### TO DO
• a. List every country named in the passage on AUR's campaigning.
• b. Retype the passage on AUR's campaigning from "I'm not sure" up to and including "done in the UK.".
• c. According to the passage on AUR's campaigning, which party or alliance placed first among Romanians abroad in the parliamentary elections, and with what share of the votes?

### SELECTED PASSAGE
== Segment start ==
According to another source, on-line campaigning wasn't the only thing AUR did:

the Church, an established political player, refused to obey most governmental restrictions and endorsed world-wide conspiracies that the pandemic was being used against it.

Summoned to services and gatherings by priests, and then fined by police for not respecting restrictions, part of the population was radicalized against the mainstream political parties. The outlet for this dissatisfaction was the AUR, which not only used that dissatisfaction but, with the help of the Church, managed to run a traditional campaign, especially amongst worshipers.

Presumably their on-line efforts might have been more targeted toward voters abroad, but even there it seems AUR had presence on the ground:

AUR quickly opened branches in the countries with big Romanian communities. For example, in the UK, the party opened 20 local bureaus. As a result, AUR took 25% of the votes of Romanians abroad in the parliamentary elections, almost the same score as the National Liberal Party (PNL), while the USR-PLUS alliance was first, with 30% of the votes.

I'm not sure how religious the Romanian diaspora is, but I'd venture a guess some were ready to express a protest vote after all those quarantines and substantial fines they were subject to back in the Spring and summer when returning to Romania. So it probably didn't take a lot of campaigning to capture a good share of their vote.

According to Wikipedia (which cites some source in Romanian)

In the 2020 Romanian legislative election [...] the party came first among Romanians in Italy, the largest group of the Romanian diaspora, and ran a close second among Romanians in France and Romanians in Spain. It also scored first in Cyprus.

but I can't find any details how AUR campaigned or organized in Italy, specifically. I'm guessing it was somewhat similar to what they've done in the UK.
== Segment end ==
### SOURCE INFORMATION
== Segment start ==
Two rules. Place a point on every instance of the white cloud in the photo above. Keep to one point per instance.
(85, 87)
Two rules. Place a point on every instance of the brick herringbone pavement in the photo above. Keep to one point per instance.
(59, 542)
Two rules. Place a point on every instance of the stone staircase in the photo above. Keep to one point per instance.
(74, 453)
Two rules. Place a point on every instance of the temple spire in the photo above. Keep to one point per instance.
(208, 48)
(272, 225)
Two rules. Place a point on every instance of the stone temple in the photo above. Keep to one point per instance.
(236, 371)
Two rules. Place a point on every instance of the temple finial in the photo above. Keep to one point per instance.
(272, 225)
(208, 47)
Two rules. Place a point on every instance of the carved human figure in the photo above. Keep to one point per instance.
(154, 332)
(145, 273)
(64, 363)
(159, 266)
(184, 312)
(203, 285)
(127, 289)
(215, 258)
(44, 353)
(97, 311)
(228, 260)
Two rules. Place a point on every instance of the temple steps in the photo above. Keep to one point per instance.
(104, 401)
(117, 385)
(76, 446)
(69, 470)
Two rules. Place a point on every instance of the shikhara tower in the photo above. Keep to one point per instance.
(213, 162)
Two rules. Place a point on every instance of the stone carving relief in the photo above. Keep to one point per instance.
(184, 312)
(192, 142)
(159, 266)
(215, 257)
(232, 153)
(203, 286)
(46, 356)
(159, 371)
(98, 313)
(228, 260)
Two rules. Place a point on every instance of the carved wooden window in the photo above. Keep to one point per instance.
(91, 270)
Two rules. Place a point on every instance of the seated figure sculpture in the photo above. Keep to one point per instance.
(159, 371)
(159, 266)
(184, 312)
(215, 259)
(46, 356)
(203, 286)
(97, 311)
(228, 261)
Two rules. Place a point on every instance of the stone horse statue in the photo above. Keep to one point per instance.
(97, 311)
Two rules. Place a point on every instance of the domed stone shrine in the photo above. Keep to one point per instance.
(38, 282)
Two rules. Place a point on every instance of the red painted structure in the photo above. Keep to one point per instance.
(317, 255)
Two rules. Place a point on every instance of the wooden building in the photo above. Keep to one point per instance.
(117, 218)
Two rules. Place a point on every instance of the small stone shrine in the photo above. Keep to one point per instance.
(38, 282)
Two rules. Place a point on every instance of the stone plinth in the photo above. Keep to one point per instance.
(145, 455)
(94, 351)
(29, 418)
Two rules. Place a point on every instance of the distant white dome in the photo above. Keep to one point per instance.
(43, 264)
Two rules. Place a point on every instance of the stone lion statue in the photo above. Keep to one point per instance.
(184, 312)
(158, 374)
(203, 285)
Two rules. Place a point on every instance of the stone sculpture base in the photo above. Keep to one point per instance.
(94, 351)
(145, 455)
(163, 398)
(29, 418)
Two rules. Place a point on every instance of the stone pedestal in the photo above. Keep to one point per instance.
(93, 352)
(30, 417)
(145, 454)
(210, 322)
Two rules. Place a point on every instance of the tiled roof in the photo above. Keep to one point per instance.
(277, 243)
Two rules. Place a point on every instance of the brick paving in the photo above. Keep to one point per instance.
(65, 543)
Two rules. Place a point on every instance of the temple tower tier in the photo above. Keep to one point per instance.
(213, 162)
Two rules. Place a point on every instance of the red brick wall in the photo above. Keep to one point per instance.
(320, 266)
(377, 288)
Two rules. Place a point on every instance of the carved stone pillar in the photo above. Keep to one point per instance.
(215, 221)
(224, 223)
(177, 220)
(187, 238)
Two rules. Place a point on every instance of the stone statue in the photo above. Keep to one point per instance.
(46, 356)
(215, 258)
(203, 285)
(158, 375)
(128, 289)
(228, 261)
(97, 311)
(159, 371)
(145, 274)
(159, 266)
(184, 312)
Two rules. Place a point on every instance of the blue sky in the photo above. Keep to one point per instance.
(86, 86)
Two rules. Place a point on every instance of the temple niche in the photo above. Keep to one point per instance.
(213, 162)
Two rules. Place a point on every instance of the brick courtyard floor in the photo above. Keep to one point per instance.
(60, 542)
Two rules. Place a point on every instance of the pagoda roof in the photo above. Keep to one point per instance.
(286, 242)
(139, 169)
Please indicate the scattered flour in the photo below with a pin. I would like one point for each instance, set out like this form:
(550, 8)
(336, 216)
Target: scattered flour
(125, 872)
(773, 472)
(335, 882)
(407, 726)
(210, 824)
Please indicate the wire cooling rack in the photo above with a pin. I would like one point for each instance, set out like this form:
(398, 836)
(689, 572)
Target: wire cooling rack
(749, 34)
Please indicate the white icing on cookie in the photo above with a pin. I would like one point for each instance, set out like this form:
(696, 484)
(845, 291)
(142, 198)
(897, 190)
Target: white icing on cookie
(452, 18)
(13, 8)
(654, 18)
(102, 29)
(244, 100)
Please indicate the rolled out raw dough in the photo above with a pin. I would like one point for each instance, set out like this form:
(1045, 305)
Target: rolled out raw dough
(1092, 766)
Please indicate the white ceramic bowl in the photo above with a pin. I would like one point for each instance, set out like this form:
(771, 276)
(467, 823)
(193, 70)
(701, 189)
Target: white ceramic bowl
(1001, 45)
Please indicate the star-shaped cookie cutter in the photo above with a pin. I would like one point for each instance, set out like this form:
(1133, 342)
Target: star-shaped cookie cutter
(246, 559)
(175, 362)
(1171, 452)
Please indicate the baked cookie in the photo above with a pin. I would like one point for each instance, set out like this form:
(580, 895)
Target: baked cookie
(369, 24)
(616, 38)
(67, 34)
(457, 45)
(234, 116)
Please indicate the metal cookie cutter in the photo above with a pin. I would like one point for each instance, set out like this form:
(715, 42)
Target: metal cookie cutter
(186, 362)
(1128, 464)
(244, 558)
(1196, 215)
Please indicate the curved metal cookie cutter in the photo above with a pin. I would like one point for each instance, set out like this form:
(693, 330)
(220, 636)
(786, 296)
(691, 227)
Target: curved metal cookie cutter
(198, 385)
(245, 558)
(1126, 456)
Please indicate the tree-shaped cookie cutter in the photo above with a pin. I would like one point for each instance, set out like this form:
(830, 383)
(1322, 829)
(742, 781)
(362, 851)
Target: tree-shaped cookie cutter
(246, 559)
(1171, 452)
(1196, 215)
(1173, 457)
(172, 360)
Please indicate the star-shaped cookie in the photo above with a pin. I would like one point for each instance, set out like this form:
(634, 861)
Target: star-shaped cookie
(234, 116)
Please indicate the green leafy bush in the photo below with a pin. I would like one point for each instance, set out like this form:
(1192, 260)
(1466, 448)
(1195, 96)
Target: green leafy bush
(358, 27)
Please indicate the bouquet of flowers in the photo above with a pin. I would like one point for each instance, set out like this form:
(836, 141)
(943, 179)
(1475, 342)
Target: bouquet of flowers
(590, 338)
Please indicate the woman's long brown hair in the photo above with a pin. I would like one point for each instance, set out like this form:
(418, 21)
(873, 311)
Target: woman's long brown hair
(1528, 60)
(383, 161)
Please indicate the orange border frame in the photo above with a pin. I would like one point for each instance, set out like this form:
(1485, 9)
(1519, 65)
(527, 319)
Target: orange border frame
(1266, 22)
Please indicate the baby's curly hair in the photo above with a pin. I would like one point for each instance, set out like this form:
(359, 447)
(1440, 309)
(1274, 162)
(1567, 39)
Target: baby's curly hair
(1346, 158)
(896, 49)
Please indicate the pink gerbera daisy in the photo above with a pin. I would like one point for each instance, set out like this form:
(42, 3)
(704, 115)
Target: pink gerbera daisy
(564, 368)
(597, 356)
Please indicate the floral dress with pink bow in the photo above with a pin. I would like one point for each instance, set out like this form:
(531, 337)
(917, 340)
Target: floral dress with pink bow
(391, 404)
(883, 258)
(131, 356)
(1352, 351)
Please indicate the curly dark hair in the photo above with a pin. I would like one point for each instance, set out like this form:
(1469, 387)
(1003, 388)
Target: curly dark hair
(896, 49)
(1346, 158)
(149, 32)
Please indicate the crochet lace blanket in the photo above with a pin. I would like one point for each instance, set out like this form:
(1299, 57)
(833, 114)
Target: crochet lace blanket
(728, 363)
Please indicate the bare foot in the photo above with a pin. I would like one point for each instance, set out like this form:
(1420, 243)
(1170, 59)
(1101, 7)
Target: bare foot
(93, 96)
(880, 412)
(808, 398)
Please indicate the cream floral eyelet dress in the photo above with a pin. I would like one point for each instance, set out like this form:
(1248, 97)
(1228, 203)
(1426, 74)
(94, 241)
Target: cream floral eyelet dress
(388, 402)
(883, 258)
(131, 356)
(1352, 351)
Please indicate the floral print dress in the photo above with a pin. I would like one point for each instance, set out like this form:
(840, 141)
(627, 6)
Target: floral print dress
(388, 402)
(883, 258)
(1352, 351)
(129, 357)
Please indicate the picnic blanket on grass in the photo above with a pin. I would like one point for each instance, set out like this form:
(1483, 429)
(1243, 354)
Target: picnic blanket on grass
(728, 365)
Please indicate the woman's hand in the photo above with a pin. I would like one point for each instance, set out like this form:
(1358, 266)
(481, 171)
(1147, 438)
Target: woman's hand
== Segment end ==
### TASK-BY-TASK SOLUTIONS
• a. Romania, the UK, Italy, France, Spain, Cyprus

• b.
I'm not sure how religious the Romanian diaspora is, but I'd venture a guess some were ready to express a protest vote after all those quarantines and substantial fines they were subject to back in the Spring and summer when returning to Romania. So it probably didn't take a lot of campaigning to capture a good share of their vote.

According to Wikipedia (which cites some source in Romanian)

In the 2020 Romanian legislative election [...] the party came first among Romanians in Italy, the largest group of the Romanian diaspora, and ran a close second among Romanians in France and Romanians in Spain. It also scored first in Cyprus.

but I can't find any details how AUR campaigned or organized in Italy, specifically. I'm guessing it was somewhat similar to what they've done in the UK.

• c. The USR-PLUS alliance placed first, with 30% of the votes.